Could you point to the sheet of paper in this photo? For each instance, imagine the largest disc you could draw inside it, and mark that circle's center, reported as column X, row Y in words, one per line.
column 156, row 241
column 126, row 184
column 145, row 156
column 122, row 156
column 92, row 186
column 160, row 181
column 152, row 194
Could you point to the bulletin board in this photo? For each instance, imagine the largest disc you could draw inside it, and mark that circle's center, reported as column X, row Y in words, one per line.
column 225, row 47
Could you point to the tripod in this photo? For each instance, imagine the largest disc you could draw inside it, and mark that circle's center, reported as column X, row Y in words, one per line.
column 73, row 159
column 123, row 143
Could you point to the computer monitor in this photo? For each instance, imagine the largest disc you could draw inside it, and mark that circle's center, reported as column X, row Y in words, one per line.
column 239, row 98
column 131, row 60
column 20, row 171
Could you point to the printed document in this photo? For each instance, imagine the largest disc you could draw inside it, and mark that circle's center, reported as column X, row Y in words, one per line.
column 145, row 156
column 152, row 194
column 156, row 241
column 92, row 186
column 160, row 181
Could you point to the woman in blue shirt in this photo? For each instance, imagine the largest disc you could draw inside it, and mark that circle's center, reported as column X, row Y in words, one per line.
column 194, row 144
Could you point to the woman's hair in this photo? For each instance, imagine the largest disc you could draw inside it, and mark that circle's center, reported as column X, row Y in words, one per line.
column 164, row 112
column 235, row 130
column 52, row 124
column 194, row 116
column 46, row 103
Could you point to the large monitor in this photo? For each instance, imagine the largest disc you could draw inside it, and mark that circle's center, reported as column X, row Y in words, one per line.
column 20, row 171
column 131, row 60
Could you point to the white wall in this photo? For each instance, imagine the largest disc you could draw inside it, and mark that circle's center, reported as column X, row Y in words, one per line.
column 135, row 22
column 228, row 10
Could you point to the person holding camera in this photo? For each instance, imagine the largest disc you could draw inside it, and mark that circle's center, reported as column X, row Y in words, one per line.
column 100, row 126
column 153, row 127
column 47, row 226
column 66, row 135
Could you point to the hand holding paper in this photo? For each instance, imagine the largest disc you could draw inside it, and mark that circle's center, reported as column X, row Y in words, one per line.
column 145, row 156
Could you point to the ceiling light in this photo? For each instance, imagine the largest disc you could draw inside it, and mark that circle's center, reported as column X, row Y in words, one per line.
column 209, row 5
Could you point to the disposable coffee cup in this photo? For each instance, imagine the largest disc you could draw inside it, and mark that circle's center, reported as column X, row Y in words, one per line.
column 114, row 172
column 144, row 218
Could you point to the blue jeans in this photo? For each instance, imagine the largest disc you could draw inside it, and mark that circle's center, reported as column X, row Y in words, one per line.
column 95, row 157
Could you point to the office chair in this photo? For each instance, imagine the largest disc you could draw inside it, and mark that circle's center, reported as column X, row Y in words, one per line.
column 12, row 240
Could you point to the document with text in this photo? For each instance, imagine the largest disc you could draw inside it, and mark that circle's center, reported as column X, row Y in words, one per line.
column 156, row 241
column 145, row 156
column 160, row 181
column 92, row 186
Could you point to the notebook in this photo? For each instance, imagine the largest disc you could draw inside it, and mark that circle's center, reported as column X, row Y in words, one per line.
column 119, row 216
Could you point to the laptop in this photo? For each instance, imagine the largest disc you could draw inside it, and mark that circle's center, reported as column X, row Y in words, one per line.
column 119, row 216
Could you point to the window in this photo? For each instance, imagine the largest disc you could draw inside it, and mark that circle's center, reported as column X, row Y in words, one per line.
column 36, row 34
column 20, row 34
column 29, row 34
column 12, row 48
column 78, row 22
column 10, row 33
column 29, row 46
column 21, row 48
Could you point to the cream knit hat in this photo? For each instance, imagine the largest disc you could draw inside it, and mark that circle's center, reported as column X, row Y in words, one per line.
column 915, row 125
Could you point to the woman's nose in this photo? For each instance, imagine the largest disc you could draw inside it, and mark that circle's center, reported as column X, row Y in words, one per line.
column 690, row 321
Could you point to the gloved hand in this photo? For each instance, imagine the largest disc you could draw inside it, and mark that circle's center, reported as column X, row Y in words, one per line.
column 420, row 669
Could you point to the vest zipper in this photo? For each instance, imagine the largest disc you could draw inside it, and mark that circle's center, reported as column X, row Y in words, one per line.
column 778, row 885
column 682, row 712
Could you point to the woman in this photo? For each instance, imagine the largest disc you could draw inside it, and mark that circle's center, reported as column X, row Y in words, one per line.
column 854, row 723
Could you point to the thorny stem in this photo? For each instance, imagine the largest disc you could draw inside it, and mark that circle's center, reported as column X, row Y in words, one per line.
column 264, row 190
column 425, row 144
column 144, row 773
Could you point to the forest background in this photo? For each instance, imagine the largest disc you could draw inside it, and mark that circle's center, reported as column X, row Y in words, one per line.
--------------------------------------------------
▶ _Written exercise_: Reproduce the stretch of rows above exactly, from the first line through the line that contains "column 194, row 144", including both of those lines.

▶ _Response to this task_:
Could you point to the sheet of paper in this photo? For each instance, imagine the largest disc you could draw inside it, and mark that circle's center, reported as column X, row Y in words, one per line.
column 156, row 241
column 126, row 184
column 145, row 156
column 122, row 156
column 92, row 186
column 160, row 181
column 152, row 194
Could you point to the bulletin board in this photo? For each instance, imagine the largest disc you could draw inside it, and mark that circle's center, reported as column X, row Y in words, one per line.
column 225, row 47
Could you point to the tripod in this photo? For each instance, imagine the largest disc you could draw inside it, and mark that circle's center, reported as column X, row Y in words, one per line.
column 73, row 159
column 123, row 143
Could you point to the computer monitor in this photo? For each instance, imagine the largest disc you could draw inside it, and mark that circle's center, reported as column X, row Y in words, one per line.
column 239, row 98
column 131, row 60
column 20, row 171
Could you point to the printed document in this photo? For each instance, imagine the largest disc you could draw inside it, and mark that circle's center, reported as column X, row Y in words, one per line.
column 145, row 156
column 152, row 194
column 156, row 241
column 92, row 186
column 160, row 181
Could you point to the woman in blue shirt in this photo? For each instance, imagine the largest disc you could draw inside it, and mark that circle's center, reported as column X, row Y in words, one per line.
column 194, row 144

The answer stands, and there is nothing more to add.